TASKS:
**a.** Retype the passage about light switches word for word, everything from "It’s certainly true" down to "involved. It’s trivial.".
**b.** Put the sentence "What seemed trivial turns out to be anything but a simple task." from the light-switch passage into Spanish.

=== QUOTED TEXT ===

It’s certainly true that there weren’t many light switches 100,000 years ago. So we all have to learn how to turn the light on – and for most of us (until we venture across the Atlantic and find that they incomprehensibly mount their switches the wrong way up on the wall) it is a natural-seeming, easy act. We flick the switch and the light comes on. No real thought involved. It’s trivial.
But imagine that you had to program a robot from scratch to switch on the light in your living room. You would need to specify exactly where the switch was located. This would involve providing detail of where each wall was, which wall the switch was on, at what height it was located and at what distance it was from the wall’s edge. Alternatively you would need to show your robot exactly what the switch looked like from every possible angle, so the robot could search for it visually. You would also need to specify where and in which direction to apply pressure to the switch, how much pressure to use (it would be embarrassing if the robot snapped the thing off) and when to stop pressing.
What seemed trivial turns out to be anything but a simple task. But more to the point, if you now moved that robot into the hallway and asked it to carry out the same job there, you would have to start all over again. There might be a totally different design of switch with dissimilar physical characteristics. It’s highly unlikely this new switch would be in the same place on the wall in the hall as the switch is in the lounge. Set the robot in action without reprogramming it and you would probably end up with a hole punched in the plaster.
As human beings, we simply can’t afford the time and effort to do the equivalent of re-programming our brains each time we encounter a different light switch. And so we deal with patterns. We don’t learn exactly what each light switch that we encounter is like. Instead we have a broad pattern in mind which specifies ‘This is how you switch on a light using a wall switch’. It enables us to recognise the switch in a broad range of styles and then just to do it – press the switch, get the light. Until some clever designer comes up with a switch that works when you speak to it or touch the lamp itself – and then you have to start the discovery process all over again.

=== GIVEN INFORMATION ===

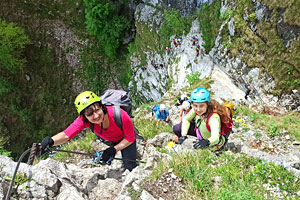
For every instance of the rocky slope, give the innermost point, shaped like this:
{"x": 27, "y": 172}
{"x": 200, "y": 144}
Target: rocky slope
{"x": 231, "y": 75}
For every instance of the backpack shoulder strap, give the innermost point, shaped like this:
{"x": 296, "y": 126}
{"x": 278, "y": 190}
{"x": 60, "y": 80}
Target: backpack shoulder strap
{"x": 117, "y": 116}
{"x": 207, "y": 121}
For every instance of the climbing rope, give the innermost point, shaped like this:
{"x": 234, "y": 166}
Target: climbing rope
{"x": 35, "y": 150}
{"x": 15, "y": 173}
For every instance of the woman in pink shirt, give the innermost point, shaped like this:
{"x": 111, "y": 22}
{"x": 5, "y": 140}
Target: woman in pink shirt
{"x": 92, "y": 111}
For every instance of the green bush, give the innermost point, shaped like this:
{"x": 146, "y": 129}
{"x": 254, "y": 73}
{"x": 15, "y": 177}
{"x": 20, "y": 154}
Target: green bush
{"x": 210, "y": 22}
{"x": 150, "y": 128}
{"x": 193, "y": 78}
{"x": 174, "y": 24}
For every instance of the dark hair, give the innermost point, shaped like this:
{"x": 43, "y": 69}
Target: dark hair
{"x": 98, "y": 104}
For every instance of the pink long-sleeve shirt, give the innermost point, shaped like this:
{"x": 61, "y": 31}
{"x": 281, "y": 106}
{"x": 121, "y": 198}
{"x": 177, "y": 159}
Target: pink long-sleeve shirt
{"x": 113, "y": 133}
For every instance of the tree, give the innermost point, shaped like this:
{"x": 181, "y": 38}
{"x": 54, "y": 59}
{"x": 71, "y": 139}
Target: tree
{"x": 12, "y": 43}
{"x": 103, "y": 21}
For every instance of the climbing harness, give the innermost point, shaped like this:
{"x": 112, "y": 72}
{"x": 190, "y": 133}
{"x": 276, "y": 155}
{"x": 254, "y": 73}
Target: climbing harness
{"x": 36, "y": 149}
{"x": 96, "y": 156}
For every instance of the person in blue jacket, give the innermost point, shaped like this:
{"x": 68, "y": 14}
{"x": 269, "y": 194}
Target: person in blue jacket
{"x": 162, "y": 114}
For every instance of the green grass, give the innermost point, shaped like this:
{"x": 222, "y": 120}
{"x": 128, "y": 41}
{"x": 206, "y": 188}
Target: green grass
{"x": 209, "y": 19}
{"x": 150, "y": 128}
{"x": 273, "y": 125}
{"x": 207, "y": 176}
{"x": 265, "y": 48}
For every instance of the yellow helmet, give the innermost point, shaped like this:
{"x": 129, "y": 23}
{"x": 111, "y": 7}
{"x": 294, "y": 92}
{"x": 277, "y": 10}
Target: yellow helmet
{"x": 85, "y": 99}
{"x": 230, "y": 106}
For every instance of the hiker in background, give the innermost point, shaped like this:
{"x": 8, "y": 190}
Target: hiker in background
{"x": 162, "y": 114}
{"x": 179, "y": 39}
{"x": 91, "y": 111}
{"x": 181, "y": 100}
{"x": 168, "y": 49}
{"x": 185, "y": 109}
{"x": 175, "y": 43}
{"x": 152, "y": 62}
{"x": 203, "y": 108}
{"x": 143, "y": 68}
{"x": 247, "y": 93}
{"x": 154, "y": 108}
{"x": 197, "y": 50}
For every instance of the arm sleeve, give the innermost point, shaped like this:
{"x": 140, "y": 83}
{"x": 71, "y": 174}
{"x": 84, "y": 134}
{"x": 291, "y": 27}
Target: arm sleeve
{"x": 181, "y": 112}
{"x": 186, "y": 122}
{"x": 128, "y": 127}
{"x": 76, "y": 127}
{"x": 215, "y": 126}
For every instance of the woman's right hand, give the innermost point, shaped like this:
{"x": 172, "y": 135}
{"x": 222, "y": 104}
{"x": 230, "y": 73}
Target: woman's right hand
{"x": 46, "y": 143}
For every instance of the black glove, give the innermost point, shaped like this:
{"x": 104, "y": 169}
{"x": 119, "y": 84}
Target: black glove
{"x": 200, "y": 144}
{"x": 108, "y": 153}
{"x": 45, "y": 144}
{"x": 181, "y": 139}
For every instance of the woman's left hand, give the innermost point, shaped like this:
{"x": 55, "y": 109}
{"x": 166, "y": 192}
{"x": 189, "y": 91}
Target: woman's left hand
{"x": 200, "y": 144}
{"x": 108, "y": 153}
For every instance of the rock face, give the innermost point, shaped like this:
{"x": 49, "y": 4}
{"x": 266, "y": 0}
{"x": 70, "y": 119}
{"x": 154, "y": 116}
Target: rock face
{"x": 50, "y": 179}
{"x": 231, "y": 77}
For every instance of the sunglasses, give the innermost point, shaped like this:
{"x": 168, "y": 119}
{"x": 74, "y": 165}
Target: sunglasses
{"x": 91, "y": 110}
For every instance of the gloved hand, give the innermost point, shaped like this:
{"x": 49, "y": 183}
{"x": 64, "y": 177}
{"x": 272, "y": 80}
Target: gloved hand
{"x": 201, "y": 144}
{"x": 181, "y": 139}
{"x": 108, "y": 153}
{"x": 46, "y": 143}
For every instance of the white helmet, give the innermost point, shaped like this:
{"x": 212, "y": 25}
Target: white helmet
{"x": 186, "y": 105}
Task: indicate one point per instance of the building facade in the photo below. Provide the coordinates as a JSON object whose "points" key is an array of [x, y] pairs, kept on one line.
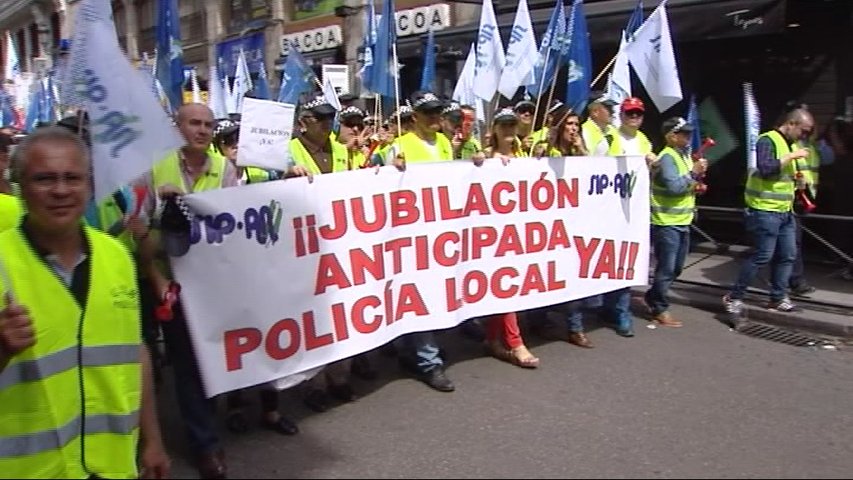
{"points": [[214, 31]]}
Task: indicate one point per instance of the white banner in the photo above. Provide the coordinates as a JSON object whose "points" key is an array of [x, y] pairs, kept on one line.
{"points": [[290, 275], [265, 131]]}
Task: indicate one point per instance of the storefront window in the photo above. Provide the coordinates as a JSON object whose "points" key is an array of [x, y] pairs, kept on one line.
{"points": [[303, 9]]}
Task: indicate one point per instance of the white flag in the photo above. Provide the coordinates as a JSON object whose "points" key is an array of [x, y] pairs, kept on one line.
{"points": [[330, 93], [216, 94], [194, 84], [130, 131], [753, 126], [242, 81], [12, 68], [653, 59], [521, 53], [490, 54], [619, 81], [464, 90]]}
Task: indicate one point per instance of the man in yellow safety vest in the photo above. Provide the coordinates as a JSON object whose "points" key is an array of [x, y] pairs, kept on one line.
{"points": [[76, 387], [769, 215]]}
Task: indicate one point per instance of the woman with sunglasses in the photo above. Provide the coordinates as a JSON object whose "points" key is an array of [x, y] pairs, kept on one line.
{"points": [[503, 337], [226, 136], [565, 139]]}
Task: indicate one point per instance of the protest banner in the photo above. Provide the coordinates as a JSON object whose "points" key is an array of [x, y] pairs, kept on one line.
{"points": [[265, 131], [285, 276]]}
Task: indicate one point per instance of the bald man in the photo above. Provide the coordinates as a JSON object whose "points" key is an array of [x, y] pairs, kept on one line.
{"points": [[769, 215]]}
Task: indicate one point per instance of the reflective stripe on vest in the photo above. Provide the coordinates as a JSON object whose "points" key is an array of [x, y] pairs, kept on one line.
{"points": [[616, 147], [58, 362], [72, 409], [772, 194], [10, 211], [672, 209], [300, 156], [593, 135], [416, 150], [469, 148], [168, 171], [44, 441], [255, 175], [810, 166]]}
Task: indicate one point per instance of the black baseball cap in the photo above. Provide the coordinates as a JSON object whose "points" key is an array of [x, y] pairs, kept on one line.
{"points": [[424, 101], [319, 106]]}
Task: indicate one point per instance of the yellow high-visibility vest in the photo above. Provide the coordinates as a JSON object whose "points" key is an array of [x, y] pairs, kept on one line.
{"points": [[772, 194], [71, 402]]}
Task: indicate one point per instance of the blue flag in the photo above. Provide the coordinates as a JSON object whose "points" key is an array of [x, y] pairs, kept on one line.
{"points": [[7, 113], [693, 120], [384, 71], [580, 60], [262, 86], [34, 109], [369, 44], [296, 78], [551, 49], [428, 74], [48, 112], [170, 55]]}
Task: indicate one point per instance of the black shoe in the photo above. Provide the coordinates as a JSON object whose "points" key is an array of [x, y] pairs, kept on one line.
{"points": [[803, 290], [342, 392], [437, 379], [235, 422], [389, 350], [283, 425], [362, 367], [316, 400]]}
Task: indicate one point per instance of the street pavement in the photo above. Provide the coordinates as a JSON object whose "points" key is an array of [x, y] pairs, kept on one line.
{"points": [[700, 401], [708, 275]]}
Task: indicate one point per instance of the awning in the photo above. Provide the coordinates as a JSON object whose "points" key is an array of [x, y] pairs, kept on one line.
{"points": [[689, 20]]}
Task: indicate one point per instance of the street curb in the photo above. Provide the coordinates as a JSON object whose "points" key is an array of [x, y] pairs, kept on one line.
{"points": [[806, 320]]}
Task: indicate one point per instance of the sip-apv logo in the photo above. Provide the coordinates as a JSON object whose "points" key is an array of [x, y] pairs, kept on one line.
{"points": [[259, 223], [622, 184]]}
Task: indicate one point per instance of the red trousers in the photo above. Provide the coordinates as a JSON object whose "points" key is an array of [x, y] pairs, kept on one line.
{"points": [[505, 327]]}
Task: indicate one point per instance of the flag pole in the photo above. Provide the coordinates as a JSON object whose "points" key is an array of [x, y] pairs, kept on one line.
{"points": [[397, 89], [539, 96], [604, 70]]}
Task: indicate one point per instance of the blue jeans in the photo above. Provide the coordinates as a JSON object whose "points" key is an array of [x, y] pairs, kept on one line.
{"points": [[423, 347], [798, 268], [671, 244], [616, 305], [198, 412], [774, 238]]}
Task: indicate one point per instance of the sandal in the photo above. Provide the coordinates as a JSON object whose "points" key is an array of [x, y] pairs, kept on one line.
{"points": [[519, 356]]}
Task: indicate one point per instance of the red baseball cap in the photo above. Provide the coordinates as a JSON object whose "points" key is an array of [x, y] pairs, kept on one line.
{"points": [[633, 103]]}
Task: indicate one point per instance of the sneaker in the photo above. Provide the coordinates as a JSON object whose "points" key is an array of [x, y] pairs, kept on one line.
{"points": [[734, 306], [803, 290], [785, 306]]}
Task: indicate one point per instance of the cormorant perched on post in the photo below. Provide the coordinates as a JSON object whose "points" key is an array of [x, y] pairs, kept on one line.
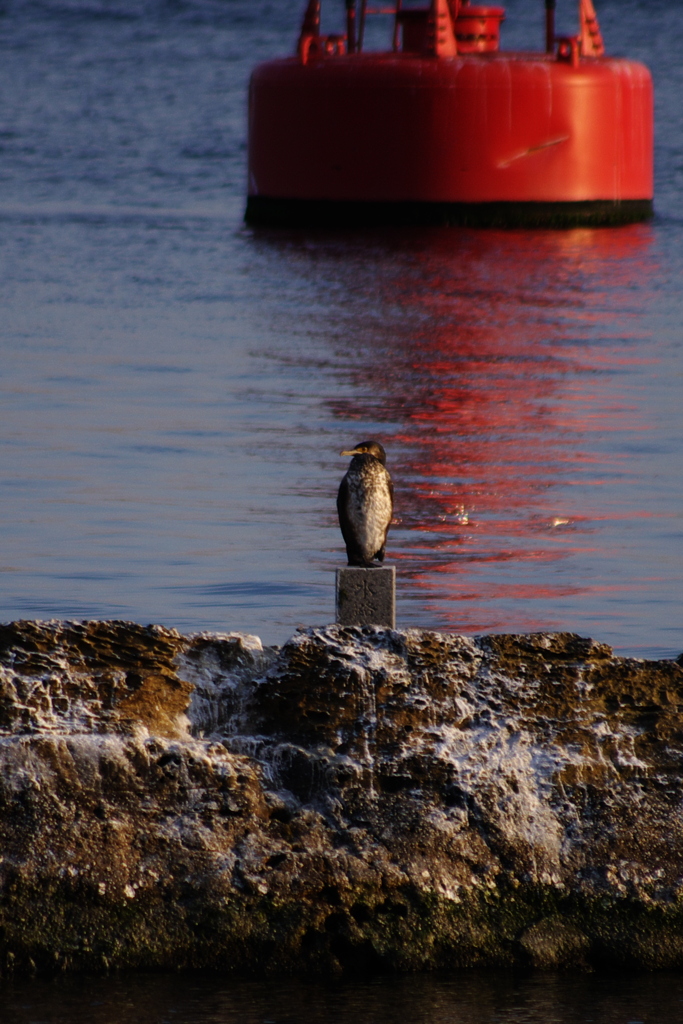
{"points": [[365, 504]]}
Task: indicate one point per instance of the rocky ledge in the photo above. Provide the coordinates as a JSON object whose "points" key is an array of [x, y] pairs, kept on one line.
{"points": [[357, 800]]}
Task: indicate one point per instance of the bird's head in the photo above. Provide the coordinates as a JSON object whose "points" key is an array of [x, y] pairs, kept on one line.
{"points": [[369, 448]]}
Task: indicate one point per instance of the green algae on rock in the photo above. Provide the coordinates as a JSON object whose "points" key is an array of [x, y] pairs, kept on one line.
{"points": [[358, 800]]}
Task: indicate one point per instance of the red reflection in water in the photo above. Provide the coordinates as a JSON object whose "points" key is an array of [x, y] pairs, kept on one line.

===

SOLUTIONS PER TASK:
**a.**
It’s certainly true that there weren’t many light switches 100,000 years ago. So we all have to learn how to turn the light on – and for most of us (until we venture across the Atlantic and find that they incomprehensibly mount their switches the wrong way up on the wall) it is a natural-seeming, easy act. We flick the switch and the light comes on. No real thought involved. It’s trivial.

**b.** Lo que parecía trivial resulta ser cualquier cosa menos una tarea sencilla.